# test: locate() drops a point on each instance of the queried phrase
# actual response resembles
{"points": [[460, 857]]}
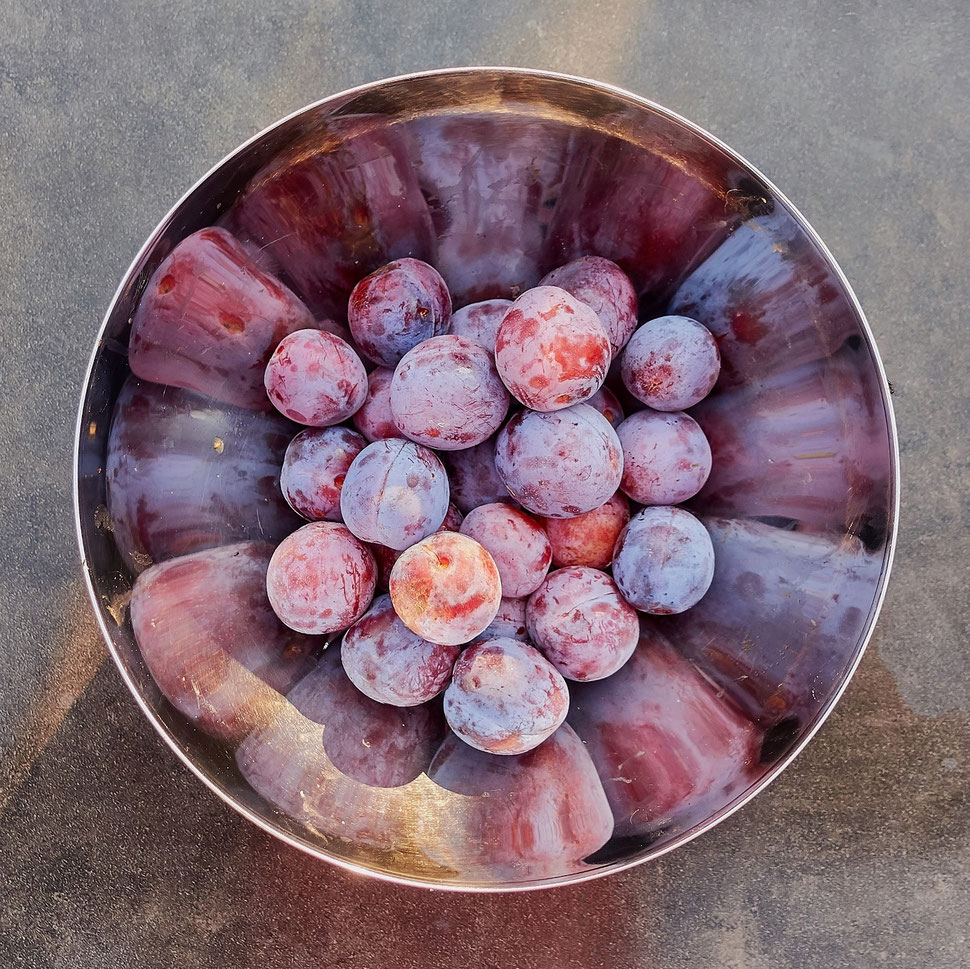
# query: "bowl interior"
{"points": [[497, 177]]}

### WORK INSTRUCTIONS
Once the pictures are removed, return the entries exactly as they stand.

### TASK OUTPUT
# test: locate() drops a point on each instance of the queried phrase
# actual response resembles
{"points": [[460, 857]]}
# query: "bowl interior"
{"points": [[497, 177]]}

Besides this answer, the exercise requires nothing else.